* [The request]: Can you transcribe every row below word for word, leaving the pictures out?
— START OF Records for processing —
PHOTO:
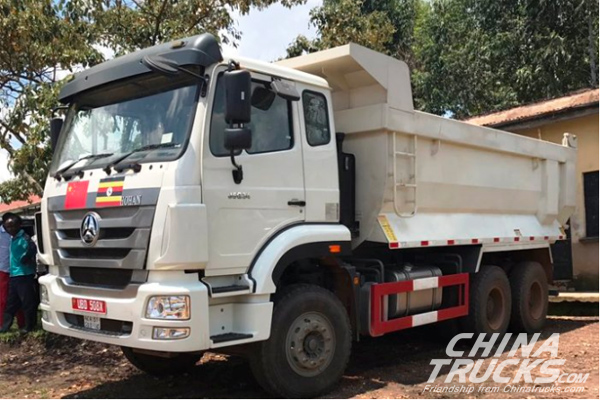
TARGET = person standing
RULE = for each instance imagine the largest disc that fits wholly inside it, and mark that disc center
(21, 291)
(5, 240)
— END OF Records for processing —
* [Worked solution]:
PHOTO:
TARGET = person standing
RULE = for each instance imagine the largest disc that fits wholly inside it, and mark that disc center
(21, 291)
(5, 240)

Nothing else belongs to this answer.